▶ _Given records_:
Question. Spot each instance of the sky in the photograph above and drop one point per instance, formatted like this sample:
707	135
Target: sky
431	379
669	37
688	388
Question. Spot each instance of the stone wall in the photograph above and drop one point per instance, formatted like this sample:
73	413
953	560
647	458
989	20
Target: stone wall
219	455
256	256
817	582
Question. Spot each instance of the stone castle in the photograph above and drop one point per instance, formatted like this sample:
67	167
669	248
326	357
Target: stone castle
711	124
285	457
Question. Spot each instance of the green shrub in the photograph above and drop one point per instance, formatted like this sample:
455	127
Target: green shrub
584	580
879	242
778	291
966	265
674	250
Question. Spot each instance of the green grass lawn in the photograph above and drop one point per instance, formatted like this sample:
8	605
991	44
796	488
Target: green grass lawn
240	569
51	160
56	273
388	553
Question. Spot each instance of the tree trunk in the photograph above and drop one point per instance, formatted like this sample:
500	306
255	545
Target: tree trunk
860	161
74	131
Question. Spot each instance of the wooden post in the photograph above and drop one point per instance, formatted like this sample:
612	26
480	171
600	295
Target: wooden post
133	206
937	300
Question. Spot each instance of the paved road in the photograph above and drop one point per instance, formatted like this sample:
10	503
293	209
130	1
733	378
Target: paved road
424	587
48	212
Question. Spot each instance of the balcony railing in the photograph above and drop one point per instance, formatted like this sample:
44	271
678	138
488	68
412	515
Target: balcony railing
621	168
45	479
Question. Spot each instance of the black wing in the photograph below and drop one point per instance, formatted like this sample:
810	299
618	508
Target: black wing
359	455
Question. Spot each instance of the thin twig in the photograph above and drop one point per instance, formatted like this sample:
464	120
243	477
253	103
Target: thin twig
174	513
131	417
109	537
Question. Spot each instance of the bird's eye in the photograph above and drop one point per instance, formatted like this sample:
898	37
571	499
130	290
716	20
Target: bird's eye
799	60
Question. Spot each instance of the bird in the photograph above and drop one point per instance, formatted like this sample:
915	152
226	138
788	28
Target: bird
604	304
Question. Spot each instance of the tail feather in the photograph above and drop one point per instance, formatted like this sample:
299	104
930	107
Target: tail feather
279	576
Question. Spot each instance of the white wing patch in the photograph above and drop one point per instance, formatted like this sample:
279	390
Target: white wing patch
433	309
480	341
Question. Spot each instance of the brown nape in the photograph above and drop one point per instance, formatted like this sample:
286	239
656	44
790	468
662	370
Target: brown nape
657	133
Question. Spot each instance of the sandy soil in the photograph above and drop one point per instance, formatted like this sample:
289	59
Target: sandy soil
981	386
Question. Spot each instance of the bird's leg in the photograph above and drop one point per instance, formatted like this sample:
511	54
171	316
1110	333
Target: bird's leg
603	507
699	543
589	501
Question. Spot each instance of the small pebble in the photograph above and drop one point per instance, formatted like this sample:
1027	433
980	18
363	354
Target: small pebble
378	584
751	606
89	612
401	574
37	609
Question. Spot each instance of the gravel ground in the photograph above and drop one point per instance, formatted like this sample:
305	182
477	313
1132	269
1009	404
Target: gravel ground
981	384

▶ _Stated goal_: Quote every one of the rows above, word for word.

▶ _Exercise response_:
Question. Spot each instance of the sky in the photograph above and drop one point per instance, formatted like this sample:
707	135
Target: sky
431	379
669	37
688	388
Question. Spot each instance of the stone wall in the photograph above and drop one point per instance, formatted like this sample:
73	413
953	560
647	458
989	20
Target: stone wall
219	455
256	256
817	582
Question. Spot each instance of the stone castle in the photograph above and drop one point per instance, formatted like this sample:
67	167
669	248
326	357
Target: stone castle
711	124
285	457
Question. Spot each instance of the green shrub in the photograph above and drop one point per instance, formatted like this sample:
455	127
Target: green shrub
584	580
879	242
778	291
966	265
674	250
Question. Spot each instance of the green grass lawn in the photograph above and drop one point per instance, formatted like this sample:
8	605
991	44
796	488
Target: green grass lawn
240	569
51	160
56	273
388	553
Question. Spot each instance of the tree trunk in the photograph above and drop one point per instance, formatted like this sample:
500	306
255	545
Target: tree trunk
860	161
74	131
Question. Spot each instance of the wooden post in the photograph above and drop one point per instance, formatted like this sample:
612	26
480	171
600	295
Target: wooden post
133	206
937	300
Question. Spot each instance of the paved road in the photograph above and drop one point per instance, formatted like this sample:
10	503
293	209
130	1
733	378
Target: paved road
424	587
48	212
Question. Spot each instance of the balcony railing in the photograph above and drop one point per instance, formatted like this sample:
44	271
678	138
488	68
412	515
Target: balcony railing
621	168
45	479
Question. Spot each instance of the black wing in the photograph below and drop one point per instance, formatted like this sample:
810	299
618	508
Target: black wing
359	455
Question. Spot each instance of the thin twig in the photograph above and drop one point per instance, formatted like this sample:
464	120
243	477
253	103
Target: thin twig
174	513
131	417
109	537
Question. Spot each instance of the bird's eye in the photograph above and drop one point per instance, formatted like this sample:
898	37
571	499
130	290
716	20
Target: bird's eye
799	60
Question. Spot each instance of the bird in the photograph above and drop one point per instance, formatted like this sample:
915	152
226	138
788	28
Target: bird
604	304
Question. Spot each instance of the tail feather in the photograph above and drop one point per instance, formatted like this sample:
299	104
930	107
Target: tail feather
279	576
Question. Spot each instance of the white wing patch in the photograph above and drop one point per instance, formatted like this sample:
279	390
Target: white wing patch
433	309
480	341
Question. Spot each instance of the brown nape in the photograph above and drop one point per instance, formatted like this sample:
286	239
656	44
790	468
662	370
Target: brown nape
657	133
Question. Spot each instance of the sandy soil in the photograph above and drop one point per instance, formatted like this sample:
289	59
Target: sandy soil
981	386
Question. Spot each instance of the bird's leg in the photograph above and drop one point per instance, formatted like this sample:
511	54
171	316
1110	333
Target: bird's leg
603	507
699	543
589	501
Question. Spot each instance of the small pebble in the photograph above and drop one point per instance, formatted like this sample:
1027	433
980	18
363	354
Target: small pebble
378	584
751	606
89	612
401	574
37	609
Question. Spot each instance of the gravel ground in the photograph above and drop one point per instance, formatted like this sample:
305	182
477	313
1132	269
1009	404
Target: gravel ground
981	384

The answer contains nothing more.